▶ **What this task involves**:
Copy out, word for word, the part of the records that opens with the line containing "Mark the packed" and closes at the end of the records.

▶ **Input for this task**:
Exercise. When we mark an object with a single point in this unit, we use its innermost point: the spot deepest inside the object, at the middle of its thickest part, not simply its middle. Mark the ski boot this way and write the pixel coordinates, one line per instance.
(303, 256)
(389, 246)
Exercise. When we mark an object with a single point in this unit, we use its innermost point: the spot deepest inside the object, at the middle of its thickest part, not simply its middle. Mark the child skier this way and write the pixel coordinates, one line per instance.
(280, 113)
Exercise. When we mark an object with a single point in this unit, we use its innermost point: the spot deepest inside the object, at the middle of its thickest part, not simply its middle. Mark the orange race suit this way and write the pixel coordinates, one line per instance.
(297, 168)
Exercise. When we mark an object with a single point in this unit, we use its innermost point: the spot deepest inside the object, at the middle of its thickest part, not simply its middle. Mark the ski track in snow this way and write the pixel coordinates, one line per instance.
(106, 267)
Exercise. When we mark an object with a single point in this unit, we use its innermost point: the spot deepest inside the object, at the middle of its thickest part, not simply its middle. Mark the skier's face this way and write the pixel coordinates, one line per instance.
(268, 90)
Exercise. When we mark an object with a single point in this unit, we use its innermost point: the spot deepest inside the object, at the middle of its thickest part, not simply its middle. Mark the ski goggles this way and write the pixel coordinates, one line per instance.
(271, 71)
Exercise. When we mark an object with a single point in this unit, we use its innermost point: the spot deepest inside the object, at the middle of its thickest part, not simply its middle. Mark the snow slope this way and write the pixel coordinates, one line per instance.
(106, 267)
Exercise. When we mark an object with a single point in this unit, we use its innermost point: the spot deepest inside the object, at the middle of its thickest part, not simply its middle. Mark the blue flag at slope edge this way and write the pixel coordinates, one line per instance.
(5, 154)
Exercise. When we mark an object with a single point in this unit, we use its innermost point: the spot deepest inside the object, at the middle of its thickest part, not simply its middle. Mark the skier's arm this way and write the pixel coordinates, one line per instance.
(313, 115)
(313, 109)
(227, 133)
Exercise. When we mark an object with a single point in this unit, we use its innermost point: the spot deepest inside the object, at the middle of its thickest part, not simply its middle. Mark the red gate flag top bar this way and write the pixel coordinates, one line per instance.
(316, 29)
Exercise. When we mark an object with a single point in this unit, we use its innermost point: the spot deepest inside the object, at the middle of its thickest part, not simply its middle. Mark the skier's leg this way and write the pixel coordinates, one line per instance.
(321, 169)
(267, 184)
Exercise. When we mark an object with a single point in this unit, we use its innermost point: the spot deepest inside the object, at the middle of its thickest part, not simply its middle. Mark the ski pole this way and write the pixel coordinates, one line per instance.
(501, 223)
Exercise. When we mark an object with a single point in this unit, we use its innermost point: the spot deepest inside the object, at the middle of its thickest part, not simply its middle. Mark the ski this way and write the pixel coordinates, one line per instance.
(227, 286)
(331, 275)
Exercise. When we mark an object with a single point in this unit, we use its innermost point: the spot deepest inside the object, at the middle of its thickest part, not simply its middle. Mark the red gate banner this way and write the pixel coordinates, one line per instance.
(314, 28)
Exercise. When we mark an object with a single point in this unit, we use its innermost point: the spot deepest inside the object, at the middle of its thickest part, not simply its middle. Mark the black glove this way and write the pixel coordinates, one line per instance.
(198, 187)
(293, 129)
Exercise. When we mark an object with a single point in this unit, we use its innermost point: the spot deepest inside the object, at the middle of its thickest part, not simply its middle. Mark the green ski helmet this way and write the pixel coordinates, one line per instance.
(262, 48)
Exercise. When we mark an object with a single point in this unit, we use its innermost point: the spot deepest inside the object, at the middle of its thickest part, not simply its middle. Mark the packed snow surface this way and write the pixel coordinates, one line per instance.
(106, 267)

▶ **Task output**:
Exercise. When we mark an object with a single point in this unit, we use its innermost point: the spot deepest inside the object, at the middle of its thickest part, not simply its middle. Mark the packed snow surface this way and write the pixel coordinates, one line per instance.
(106, 267)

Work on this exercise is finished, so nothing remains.